Segment Start: Task data

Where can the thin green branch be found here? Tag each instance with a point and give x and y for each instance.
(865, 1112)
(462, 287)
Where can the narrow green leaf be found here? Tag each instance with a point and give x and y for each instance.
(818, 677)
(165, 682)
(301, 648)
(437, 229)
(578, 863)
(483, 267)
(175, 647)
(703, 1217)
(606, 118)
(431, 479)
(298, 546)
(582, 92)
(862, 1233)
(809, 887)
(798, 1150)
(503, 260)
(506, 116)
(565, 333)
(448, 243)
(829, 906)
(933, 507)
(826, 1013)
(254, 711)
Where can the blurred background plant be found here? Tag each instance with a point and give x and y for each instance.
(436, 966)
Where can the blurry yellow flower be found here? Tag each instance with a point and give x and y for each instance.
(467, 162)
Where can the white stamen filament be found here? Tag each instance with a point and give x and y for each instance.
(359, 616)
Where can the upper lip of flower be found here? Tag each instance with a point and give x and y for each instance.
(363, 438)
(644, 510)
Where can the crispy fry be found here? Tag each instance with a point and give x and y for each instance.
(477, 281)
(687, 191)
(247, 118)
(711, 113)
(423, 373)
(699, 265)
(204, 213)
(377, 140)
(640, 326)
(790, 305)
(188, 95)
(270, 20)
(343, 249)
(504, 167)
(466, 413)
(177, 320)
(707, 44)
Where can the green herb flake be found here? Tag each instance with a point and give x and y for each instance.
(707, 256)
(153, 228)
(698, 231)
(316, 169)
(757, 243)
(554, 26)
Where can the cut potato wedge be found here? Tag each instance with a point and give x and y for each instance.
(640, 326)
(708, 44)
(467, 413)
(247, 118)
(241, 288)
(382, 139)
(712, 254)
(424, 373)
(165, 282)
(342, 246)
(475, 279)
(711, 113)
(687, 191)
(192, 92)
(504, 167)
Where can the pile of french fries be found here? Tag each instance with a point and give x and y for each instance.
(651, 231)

Segment End: Task data

--- What is being asked ---
Produce an exact transcription of the lines from the one containing "Where can the blurry" through the end of the records, both included, and no other lines.

--- Response area ---
Where can the blurry yellow flower be found here? Tag each instance with a point and give x and y for each instance.
(467, 162)
Where can the white stamen filament be found here? Tag each instance with a point and give x and y for each instance.
(359, 616)
Where can the upper lip of flower be found here? Tag each instance with a point and give x and y for each instance.
(363, 438)
(644, 510)
Where can the crispy fry be found here? Tag each instance with a point and give x and y for each instance.
(477, 281)
(687, 191)
(247, 118)
(711, 113)
(423, 373)
(699, 265)
(204, 213)
(377, 140)
(640, 326)
(790, 305)
(188, 95)
(270, 20)
(343, 249)
(504, 167)
(466, 413)
(177, 320)
(707, 44)
Where can the green herb flake be found here? Tag each instance with a point and give x and y for each instance.
(707, 256)
(153, 228)
(698, 231)
(316, 169)
(757, 243)
(554, 26)
Where can the cut potato wedge be found here? Tag each instance with a point and give x and y for each instance.
(640, 326)
(708, 44)
(467, 413)
(247, 118)
(241, 288)
(382, 139)
(712, 254)
(424, 373)
(165, 282)
(342, 246)
(475, 279)
(711, 113)
(687, 191)
(192, 92)
(504, 167)
Where can the pile of french fries be found here? Tag each instance with a point and give x and y for each instance.
(651, 231)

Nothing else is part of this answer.